DESCRIPTION OF THE TASK. Reproduce every row below word for word, from first to last, and leave out the pictures.

--- begin RECORDS TO USE ---

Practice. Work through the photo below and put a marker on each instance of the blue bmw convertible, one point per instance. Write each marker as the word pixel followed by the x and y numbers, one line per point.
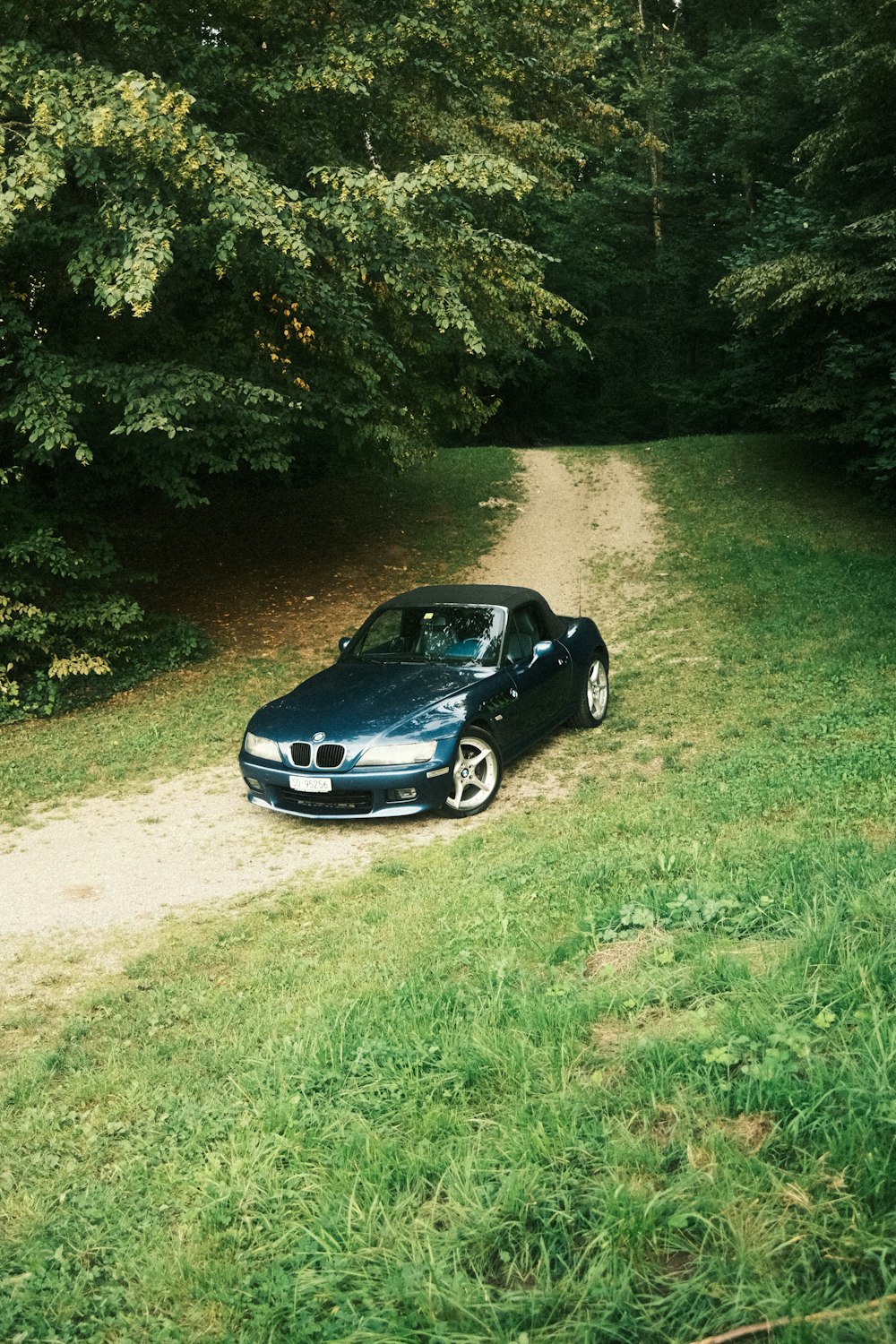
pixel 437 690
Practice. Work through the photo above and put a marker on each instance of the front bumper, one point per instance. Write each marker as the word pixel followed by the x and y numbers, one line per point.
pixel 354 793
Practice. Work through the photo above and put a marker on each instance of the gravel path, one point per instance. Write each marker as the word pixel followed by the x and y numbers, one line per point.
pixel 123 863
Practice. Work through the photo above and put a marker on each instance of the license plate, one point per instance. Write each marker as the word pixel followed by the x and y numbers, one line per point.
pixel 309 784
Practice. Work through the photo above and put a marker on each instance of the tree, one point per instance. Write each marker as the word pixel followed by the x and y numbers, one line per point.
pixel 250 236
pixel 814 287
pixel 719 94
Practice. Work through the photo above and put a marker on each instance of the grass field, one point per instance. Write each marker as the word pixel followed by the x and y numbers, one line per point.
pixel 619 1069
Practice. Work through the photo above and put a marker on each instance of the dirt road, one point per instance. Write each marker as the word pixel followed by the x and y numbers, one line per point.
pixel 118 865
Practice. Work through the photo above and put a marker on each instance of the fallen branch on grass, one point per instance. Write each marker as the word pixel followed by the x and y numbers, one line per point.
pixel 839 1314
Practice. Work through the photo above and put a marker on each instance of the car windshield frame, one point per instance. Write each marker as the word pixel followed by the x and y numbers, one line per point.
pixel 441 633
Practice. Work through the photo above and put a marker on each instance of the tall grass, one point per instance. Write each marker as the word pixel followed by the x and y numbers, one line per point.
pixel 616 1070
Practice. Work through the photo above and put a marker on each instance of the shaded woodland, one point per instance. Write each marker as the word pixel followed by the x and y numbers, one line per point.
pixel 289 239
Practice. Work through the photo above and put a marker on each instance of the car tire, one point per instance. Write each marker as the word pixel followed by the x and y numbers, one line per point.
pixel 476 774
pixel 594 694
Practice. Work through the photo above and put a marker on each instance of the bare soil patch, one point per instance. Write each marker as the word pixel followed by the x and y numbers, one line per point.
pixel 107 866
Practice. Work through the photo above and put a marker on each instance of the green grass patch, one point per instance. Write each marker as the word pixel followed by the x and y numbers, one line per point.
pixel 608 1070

--- end RECORDS TO USE ---

TASK OUTPUT.
Practice. Work through the photo below and put a marker on each instance of the blue bmw convertible, one point per instance. Write each marker as the word pixel followed by the x and y numbers, one line per point.
pixel 437 690
Practice. Work through the photo above and put a marker on each instance of the front bumper, one point per instance. Write each marker as the word pixel followed by the x and y numbers, one line per point.
pixel 354 793
Practice. Work through the photo above and put a marker on each instance of the gravel path, one point per instance. Write each marker as the word pixel followed by the x and y numbers, one line per point.
pixel 123 863
Practice. Work through the photo above and put a marker on each instance of the license plate, one point per instance. Write each marker as the word pixel followed by the x and y numbers, one line per point.
pixel 309 784
Practice. Work through the photo above and put a marker on each instance of the tree, one point per instance. Write each marker as the word pixel followed by the x and y numbers, one line per point.
pixel 250 236
pixel 814 287
pixel 719 94
Practice. Work through the photo above and put a marker on each instance of the grass field, one point per instance. Write each marker as the word pixel followed by the x and y numbers, one line per point.
pixel 619 1069
Practice. Work through the photo above and put a marker on each instance of the dirt road, one point per instance. Write each marker as the word pixel followed by the x and y numbers, one line per point.
pixel 118 865
Practice. Work through the photo above and put a marker on each instance of the fallen branch on grass, one point per instance. Write each marker as the word pixel followed by the x and y numbers, one line per point.
pixel 839 1314
Practice. Work through the photo above and put a marker on each instance of the car windshield frame, one point per instance. Write each marker as the word pixel followed by the x and y numbers, one line per point.
pixel 441 633
Practice. Work through the photo above and put a marker on each instance of the tall grass, one point per instance. Write each marker as the word pixel followed by the x and y numbers, one line per point.
pixel 616 1070
Practice. Work through the photo above and put a marker on each instance of the shaded woodland, one point per instance. Write each marker as the word pixel followed by the x and y numbers, one line per point.
pixel 289 239
Practice. Work through the photo above and put a marker on each instance of the car tire, one point per instance. Write each marker as the word pixel followed by the x and y numbers, one line per point.
pixel 476 774
pixel 594 694
Practice. Work through the photo above and put a marker on each instance of the bare soil patch, one point per instance. Write each marker as the word pixel followed by the x and y numbers, one line per point.
pixel 107 866
Practice. Work through the photo above and put a marker on each instance of the green grass patch, one point per instance. Write each marker as the word pixel followed by the x and y numbers, one line per point.
pixel 608 1070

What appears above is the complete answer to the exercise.